**** RECORDS FOR THE EXERCISE

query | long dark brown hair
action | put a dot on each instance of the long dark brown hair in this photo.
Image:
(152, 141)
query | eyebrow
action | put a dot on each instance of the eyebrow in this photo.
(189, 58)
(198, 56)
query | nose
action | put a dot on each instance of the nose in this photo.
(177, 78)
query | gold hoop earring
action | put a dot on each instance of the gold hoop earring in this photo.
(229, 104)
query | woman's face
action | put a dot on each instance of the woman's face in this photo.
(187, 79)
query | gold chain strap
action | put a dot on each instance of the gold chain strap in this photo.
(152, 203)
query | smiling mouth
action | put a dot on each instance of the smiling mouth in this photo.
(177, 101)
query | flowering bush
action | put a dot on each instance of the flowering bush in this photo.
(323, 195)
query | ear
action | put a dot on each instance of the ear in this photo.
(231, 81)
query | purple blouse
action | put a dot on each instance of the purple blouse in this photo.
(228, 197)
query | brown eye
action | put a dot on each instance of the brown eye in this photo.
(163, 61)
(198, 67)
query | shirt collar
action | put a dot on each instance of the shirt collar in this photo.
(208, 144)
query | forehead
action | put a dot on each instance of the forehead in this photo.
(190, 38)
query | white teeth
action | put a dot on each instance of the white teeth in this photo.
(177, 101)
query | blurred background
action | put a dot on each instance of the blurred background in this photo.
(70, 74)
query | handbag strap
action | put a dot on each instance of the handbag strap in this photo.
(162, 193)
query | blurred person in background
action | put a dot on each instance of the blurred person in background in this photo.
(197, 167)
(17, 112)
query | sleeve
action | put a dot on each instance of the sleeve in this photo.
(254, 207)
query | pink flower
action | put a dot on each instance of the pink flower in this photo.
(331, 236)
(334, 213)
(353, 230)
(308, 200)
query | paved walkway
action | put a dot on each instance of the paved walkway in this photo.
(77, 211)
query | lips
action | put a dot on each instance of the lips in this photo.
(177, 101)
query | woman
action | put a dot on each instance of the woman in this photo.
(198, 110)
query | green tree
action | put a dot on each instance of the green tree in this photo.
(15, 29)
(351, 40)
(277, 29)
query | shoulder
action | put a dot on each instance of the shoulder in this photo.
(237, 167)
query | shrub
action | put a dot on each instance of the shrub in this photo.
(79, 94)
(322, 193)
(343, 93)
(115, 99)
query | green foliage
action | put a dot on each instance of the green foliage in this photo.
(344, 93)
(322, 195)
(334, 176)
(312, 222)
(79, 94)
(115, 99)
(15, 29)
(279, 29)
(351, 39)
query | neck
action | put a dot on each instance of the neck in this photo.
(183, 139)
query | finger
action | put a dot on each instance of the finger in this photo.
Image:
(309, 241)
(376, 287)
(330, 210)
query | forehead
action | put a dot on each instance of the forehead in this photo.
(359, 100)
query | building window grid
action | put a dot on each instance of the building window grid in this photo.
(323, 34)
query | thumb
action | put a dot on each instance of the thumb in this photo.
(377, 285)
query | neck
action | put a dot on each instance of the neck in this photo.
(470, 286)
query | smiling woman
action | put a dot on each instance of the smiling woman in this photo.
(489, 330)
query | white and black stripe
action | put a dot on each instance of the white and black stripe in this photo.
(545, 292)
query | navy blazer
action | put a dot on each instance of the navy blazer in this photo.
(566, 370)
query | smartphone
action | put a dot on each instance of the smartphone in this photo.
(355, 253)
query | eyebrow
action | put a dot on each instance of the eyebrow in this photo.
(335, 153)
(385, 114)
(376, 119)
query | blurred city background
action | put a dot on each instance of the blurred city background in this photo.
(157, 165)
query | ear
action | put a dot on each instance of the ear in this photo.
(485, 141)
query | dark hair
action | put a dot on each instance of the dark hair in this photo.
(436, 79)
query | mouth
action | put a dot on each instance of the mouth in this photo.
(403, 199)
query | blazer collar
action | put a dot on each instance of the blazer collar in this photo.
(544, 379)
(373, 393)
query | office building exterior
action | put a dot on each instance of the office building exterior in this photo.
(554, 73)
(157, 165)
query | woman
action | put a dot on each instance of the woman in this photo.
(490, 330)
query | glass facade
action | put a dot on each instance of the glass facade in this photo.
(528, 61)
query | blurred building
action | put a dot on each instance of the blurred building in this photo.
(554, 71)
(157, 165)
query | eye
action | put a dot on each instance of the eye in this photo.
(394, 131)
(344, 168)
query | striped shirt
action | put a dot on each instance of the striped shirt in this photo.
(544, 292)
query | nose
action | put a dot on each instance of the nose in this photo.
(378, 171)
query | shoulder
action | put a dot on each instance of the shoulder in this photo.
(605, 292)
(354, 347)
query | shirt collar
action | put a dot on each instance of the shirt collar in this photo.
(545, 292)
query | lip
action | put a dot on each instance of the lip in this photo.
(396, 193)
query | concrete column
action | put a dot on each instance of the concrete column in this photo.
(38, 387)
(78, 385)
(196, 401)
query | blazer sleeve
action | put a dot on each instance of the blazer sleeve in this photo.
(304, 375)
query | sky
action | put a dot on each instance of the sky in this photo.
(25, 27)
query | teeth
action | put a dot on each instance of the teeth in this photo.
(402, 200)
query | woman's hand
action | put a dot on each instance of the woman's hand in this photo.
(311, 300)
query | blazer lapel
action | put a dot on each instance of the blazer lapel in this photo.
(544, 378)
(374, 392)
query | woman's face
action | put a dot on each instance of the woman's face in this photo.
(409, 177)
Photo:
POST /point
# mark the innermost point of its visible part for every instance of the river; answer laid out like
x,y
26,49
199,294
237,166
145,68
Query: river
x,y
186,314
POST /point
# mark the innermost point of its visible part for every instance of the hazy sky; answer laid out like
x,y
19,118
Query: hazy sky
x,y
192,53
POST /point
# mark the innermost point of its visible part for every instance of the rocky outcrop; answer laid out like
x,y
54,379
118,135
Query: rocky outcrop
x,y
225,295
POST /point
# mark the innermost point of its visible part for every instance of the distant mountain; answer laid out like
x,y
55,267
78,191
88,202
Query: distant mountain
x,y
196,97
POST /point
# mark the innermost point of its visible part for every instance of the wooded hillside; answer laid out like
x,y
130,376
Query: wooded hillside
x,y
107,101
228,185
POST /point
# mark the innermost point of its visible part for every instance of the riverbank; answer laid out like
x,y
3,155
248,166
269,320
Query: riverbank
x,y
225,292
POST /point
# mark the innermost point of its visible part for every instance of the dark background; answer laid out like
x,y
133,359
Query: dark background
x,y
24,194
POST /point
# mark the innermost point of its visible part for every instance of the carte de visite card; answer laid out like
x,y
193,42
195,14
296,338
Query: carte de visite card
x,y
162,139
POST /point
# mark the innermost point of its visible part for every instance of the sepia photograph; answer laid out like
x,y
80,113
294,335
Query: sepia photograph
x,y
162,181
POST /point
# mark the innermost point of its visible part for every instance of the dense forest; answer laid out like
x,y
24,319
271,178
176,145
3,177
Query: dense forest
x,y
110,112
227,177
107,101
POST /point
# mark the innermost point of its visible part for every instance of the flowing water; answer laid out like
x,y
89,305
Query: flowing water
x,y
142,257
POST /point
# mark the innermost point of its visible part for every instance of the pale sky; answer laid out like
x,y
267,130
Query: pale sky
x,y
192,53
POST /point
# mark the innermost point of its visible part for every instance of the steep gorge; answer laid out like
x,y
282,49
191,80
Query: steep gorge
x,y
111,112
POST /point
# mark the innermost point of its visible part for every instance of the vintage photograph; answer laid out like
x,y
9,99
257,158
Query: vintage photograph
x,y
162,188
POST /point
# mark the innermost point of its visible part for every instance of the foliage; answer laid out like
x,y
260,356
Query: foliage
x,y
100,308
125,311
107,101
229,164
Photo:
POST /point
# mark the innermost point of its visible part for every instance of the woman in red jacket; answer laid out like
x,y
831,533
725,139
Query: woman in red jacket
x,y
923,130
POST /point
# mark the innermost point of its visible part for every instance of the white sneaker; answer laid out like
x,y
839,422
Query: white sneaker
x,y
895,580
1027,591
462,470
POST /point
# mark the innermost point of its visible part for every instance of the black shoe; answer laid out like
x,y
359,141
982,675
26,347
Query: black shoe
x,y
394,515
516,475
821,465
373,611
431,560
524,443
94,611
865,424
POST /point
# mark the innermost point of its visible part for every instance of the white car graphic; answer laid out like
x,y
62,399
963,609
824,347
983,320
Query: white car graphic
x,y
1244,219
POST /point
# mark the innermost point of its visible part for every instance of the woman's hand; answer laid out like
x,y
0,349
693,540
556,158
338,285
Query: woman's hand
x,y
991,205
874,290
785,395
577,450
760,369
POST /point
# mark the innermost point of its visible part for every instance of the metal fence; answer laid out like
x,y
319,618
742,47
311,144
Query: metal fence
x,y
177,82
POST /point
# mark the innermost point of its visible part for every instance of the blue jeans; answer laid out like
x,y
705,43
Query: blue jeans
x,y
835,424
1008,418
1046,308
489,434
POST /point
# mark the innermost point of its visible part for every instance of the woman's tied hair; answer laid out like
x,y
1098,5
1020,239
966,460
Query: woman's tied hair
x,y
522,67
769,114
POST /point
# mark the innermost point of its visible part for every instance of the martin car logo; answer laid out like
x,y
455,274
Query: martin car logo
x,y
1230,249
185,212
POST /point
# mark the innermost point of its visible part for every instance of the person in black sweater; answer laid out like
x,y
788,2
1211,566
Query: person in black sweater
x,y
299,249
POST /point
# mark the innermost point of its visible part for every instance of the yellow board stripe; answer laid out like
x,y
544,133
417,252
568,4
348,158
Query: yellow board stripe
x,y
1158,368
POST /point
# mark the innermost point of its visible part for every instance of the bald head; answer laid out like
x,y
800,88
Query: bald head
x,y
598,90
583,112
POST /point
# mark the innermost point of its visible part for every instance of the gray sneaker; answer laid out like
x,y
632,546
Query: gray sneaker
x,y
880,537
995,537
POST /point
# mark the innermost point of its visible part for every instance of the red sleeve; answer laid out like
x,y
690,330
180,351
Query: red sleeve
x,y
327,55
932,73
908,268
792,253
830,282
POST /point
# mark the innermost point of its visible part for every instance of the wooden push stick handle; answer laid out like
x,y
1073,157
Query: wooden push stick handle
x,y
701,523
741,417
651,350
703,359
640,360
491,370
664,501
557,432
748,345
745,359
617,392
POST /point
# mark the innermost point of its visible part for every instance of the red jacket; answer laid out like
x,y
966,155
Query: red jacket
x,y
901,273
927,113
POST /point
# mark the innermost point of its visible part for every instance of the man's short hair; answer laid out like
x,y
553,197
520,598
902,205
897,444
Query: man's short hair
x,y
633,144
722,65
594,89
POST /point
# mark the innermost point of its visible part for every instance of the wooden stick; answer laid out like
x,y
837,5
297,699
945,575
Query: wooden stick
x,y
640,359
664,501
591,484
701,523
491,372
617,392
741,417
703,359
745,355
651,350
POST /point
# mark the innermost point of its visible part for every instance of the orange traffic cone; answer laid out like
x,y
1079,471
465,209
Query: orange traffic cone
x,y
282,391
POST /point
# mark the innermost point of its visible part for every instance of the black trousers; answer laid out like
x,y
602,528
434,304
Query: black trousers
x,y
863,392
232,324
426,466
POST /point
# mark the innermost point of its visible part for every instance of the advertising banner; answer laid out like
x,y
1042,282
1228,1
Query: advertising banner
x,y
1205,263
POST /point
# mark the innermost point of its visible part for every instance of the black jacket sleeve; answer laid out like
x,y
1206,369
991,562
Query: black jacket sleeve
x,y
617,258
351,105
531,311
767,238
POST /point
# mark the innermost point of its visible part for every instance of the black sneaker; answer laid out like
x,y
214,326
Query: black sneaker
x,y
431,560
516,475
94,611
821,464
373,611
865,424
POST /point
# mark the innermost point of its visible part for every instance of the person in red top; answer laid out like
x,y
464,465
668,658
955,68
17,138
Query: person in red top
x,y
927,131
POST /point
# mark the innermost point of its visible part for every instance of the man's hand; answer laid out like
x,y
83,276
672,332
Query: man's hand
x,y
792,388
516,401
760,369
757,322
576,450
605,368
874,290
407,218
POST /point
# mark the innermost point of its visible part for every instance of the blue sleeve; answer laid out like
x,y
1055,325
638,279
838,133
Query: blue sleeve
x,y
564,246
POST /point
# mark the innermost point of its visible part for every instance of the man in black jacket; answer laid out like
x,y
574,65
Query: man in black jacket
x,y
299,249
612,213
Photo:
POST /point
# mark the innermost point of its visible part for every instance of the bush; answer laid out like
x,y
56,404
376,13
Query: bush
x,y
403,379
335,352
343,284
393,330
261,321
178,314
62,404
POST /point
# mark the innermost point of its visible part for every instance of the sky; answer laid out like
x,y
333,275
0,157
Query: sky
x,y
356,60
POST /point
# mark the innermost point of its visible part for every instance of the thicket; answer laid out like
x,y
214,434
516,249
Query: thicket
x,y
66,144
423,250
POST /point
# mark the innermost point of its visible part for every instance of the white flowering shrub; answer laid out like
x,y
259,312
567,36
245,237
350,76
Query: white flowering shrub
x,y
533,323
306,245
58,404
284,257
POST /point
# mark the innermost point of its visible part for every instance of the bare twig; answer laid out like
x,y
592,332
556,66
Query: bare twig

********

> [WHAT IS EXPECTED] Starting with the first line of the records, repeat every line up to and including the one containing "query | sleeve", and nothing else.

> [TASK SOLUTION]
query | long dark brown hair
action | put a dot on each instance of the long dark brown hair in this photo.
Image:
(152, 141)
query | eyebrow
action | put a dot on each instance of the eyebrow in this photo.
(189, 58)
(198, 56)
query | nose
action | put a dot on each instance of the nose in this photo.
(177, 78)
query | gold hoop earring
action | put a dot on each instance of the gold hoop earring in this photo.
(229, 104)
query | woman's face
action | put a dot on each instance of the woman's face in this photo.
(187, 79)
query | gold chain strap
action | put a dot on each instance of the gold chain strap in this photo.
(152, 203)
query | smiling mouth
action | put a dot on each instance of the smiling mouth in this photo.
(177, 101)
query | flowering bush
action | put a dot on each instance of the flowering bush in this photo.
(323, 195)
query | ear
action | put a dot on each instance of the ear in this photo.
(231, 81)
query | purple blouse
action | put a dot on each instance of the purple blouse in this photo.
(228, 197)
query | brown eye
action | put a dot on each instance of the brown eye in this photo.
(163, 61)
(198, 67)
query | shirt collar
action | put a dot on each instance of the shirt collar in this photo.
(208, 144)
query | forehead
action | put a dot on each instance of the forehead in this photo.
(190, 38)
query | white teeth
action | put a dot on each instance of the white teeth in this photo.
(177, 101)
query | blurred background
action | put a dot on each instance of the blurred background in this photo.
(70, 74)
query | handbag strap
action | put a dot on each instance of the handbag strap in this photo.
(162, 193)
query | blurred person in background
action | put a dot on each instance of the blurred person in background in this photo.
(197, 167)
(17, 112)
query | sleeve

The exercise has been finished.